**Request A:**
Which judges does the court opinion name?
== Page
Rosalis v. Universal Distributors, Inc.

21 F.R.D. 169 | D. Conn. | 1957

SWAN, Circuit Judge.

The original action by Rosalis sought damages for breach of contract by Universal. The complaint was filed May 20, 1955. Federal jurisdiction was based on diverse citizenship, the plaintiff being a citizen of Mississippi and the defendant a Connecticut corporation. The defendant’s answer denied making the contract alleged in the complaint. Thereafter the plaintiff filed a demand for a jüry trial and took oral depositions in preparation for trial. In March 1956 Judge Smith made a pre-trial order which is set out in the margin.1 Nothing further occurred until September 24, 1957 when defendant moved under Rule 14(a), Fed. Rules Civ.Proc., 28 U.S.C.A., for leave to implead its insurer, Aetna. This motion was granted by Judge Anderson on plaintiff’s consent and without notice to Aetna. Promptly after service of summons on the third party defendant, it moved to dismiss the third party complaint.

Under Rule 14(a) a third party complaint may be filed against a person not a party to the action “who is or may be liable” to the defendant for all or part of the plaintiff’s claim against him. Aetna does not assert in its motion papers that it may not be liable to indemnify its insured, if Rosalis obtains a judgment against Universal. It asserts only that the question of liability under its policy is doubtful, without referring to the particular clauses which create the doubt.2 Nor has the movant argued that the third party complaint should be dismissed because plaintiff’s complaint states no cause of action against Universal.3 Viewed strictly as a motion to dismiss, the motion must be denied.
====
== Raw data
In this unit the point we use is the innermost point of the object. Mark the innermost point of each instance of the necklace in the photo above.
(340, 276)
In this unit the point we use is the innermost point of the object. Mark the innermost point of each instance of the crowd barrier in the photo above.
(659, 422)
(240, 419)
====
== Raw data
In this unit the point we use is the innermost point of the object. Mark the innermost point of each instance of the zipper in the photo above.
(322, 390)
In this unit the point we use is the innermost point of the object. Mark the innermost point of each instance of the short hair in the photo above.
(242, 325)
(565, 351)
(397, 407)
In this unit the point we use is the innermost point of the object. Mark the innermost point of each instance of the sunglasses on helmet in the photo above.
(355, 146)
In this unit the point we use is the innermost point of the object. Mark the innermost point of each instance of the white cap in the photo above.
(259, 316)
====
**Request B:**
How many lines of the rows contain the string "short"? Case counts. Reply with the number only.

**Exercise answer A:**
Swan, Smith, Anderson

**Exercise answer B:**
1